Then-White House Chief of Staff Mark Meadows speaks to reporters outside the White House in Washington, D.C., October 21, 2020. (Al Drago/Reuters)

The House select committee investigating the January 6 Capitol Riot riot confirmed that it will hold former president Trump’s chief of staff Mark Meadows in criminal contempt for noncompliance with the panel’s orders.

“The Select Committee is left with no choice but to advance contempt proceedings and recommend that the body in which Mr. Meadows once served refer him for criminal prosecution,” committee Chairman Bennie Thompson, wrote in a statement released Wednesday.

The development comes after Meadows formally announced he would refuse to continue cooperating with the probe, according to a letter obtained by CNN that Meadows’s attorney sent to the committee on Tuesday.

“We agreed to provide thousands of pages of responsive documents and Mr. Meadows was willing to appear voluntarily, not under compulsion of the Select Committee’s subpoena to him, for a deposition to answer questions about non-privileged matters,” attorney George J. Terwilliger III said. “Now actions by the Select Committee have made such an appearance untenable.”

“In short, we now have every indication from the information supplied to us last Friday — upon which Mr. Meadows could expect to be questioned — that the Select Committee has no intention of respecting boundaries concerning Executive Privilege,” Terwilliger added.

Given that Meadows did obey the committee’s document and interview requests as recent as last week, it is believed he changed his mind when the panel “issued wide ranging subpoenas for information from a third party communications provider,” according to the letter.

His backtrack harkens back to Republican House Minority leader Kevin McCarthy’s promise in August to use the power of a future Republican-dominated Congress to penalize tech companies that turn over private user data to the committee.

“As a result of careful and deliberate consideration of these factors, we now must decline the opportunity to appear voluntarily for a deposition,” Terwilliger wrote.

He said that Meadows would however respond to written questions presented to him “so that there might be both an orderly process and a clear record of questions and related assertions of privilege where appropriate.”

------------------------------------

• To do:
Answer these questions from the article on Mark Meadows:
(a) Who is the committee chairman who wrote the statement released Wednesday?
(b) What is the name of the attorney for Meadows?
(c) In what month did Kevin McCarthy promise to penalize tech companies?
The lines that come next have no connection to the text.

------------------------------------

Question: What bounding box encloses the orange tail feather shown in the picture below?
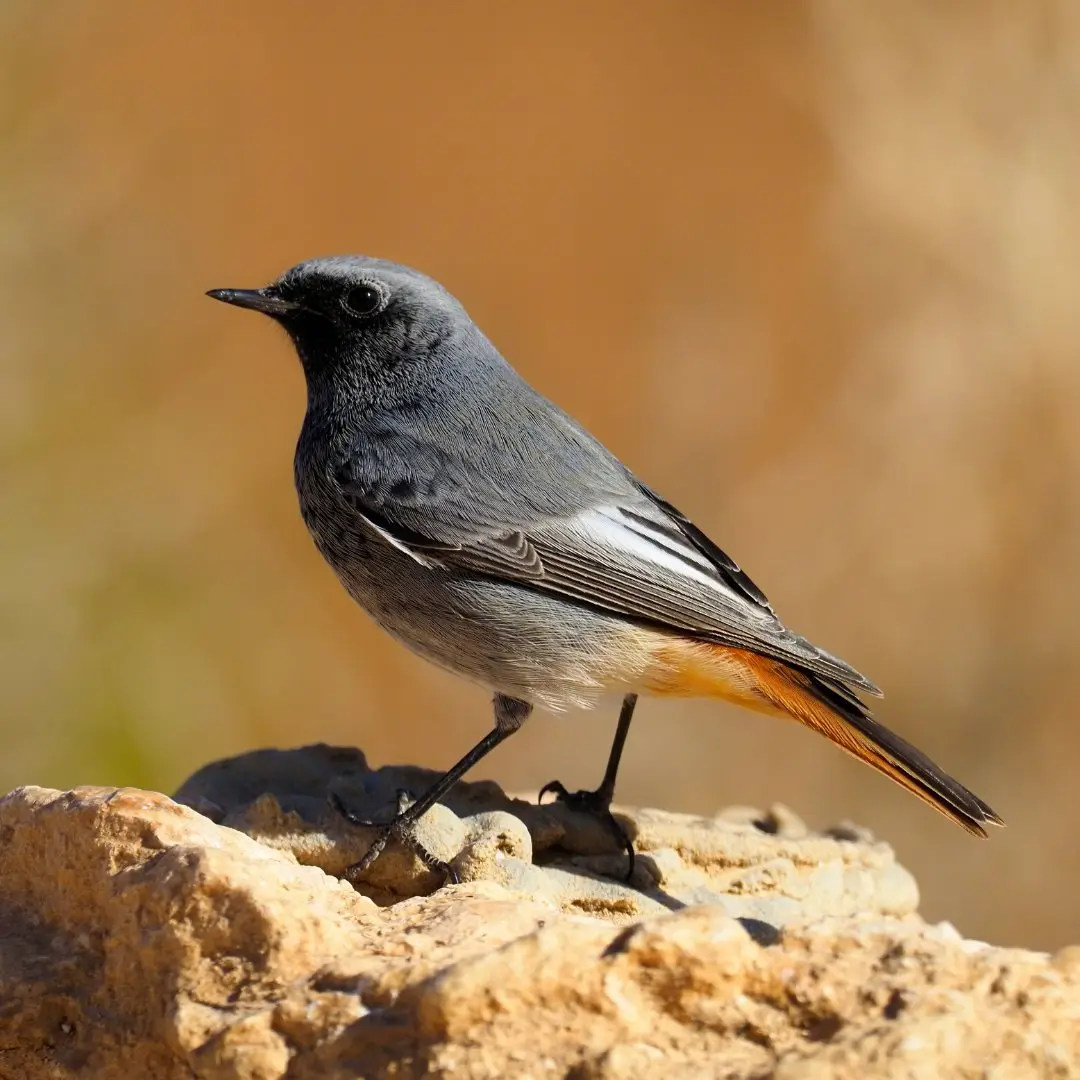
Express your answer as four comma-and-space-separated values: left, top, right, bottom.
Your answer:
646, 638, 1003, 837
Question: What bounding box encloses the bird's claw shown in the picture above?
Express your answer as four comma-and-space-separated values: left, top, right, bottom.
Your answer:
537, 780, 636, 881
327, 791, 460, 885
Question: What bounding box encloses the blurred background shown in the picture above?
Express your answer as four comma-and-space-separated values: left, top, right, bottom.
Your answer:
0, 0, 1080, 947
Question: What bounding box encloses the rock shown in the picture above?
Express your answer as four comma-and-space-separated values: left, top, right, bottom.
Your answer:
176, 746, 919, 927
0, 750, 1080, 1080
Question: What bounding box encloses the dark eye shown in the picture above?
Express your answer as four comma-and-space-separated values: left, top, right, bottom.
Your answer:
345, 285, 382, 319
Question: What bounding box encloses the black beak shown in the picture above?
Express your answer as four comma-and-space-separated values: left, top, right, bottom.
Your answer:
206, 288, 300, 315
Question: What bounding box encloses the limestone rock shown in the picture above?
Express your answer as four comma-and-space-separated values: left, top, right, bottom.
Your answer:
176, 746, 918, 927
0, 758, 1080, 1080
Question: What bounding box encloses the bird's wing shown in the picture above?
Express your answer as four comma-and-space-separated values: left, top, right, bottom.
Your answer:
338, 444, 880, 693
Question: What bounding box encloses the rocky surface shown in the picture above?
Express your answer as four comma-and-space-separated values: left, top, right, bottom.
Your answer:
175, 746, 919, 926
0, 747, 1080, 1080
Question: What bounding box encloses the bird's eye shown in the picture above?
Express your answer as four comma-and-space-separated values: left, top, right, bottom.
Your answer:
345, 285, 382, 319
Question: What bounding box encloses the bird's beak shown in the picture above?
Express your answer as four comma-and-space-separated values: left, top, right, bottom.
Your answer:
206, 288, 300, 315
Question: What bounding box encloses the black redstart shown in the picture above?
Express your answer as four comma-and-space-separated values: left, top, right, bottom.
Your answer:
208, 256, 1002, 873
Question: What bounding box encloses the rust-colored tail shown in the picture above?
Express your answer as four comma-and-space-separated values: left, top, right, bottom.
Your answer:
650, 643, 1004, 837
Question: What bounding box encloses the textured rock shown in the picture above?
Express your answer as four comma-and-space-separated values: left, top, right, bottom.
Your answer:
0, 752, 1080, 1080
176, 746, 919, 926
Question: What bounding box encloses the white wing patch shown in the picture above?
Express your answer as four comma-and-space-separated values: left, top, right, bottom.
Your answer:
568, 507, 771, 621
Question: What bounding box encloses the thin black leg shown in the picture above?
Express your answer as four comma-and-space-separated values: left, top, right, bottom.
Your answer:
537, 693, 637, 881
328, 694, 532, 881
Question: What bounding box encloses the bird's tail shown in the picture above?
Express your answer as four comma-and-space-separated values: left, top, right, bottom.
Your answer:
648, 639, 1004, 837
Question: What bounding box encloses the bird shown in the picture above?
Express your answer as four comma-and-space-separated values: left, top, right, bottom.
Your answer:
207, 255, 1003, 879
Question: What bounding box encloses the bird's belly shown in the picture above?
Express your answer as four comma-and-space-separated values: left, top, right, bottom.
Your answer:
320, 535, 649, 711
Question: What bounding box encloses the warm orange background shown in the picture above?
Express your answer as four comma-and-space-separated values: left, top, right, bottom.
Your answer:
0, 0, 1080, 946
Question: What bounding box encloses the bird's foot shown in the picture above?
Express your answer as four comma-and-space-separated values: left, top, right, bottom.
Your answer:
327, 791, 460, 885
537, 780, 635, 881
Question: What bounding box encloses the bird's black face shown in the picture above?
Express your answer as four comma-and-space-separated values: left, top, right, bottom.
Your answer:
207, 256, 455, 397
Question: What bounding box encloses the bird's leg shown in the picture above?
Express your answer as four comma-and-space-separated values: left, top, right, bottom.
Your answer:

------------------------------------

• The output:
(a) Bennie Thompson
(b) George J. Terwilliger III
(c) August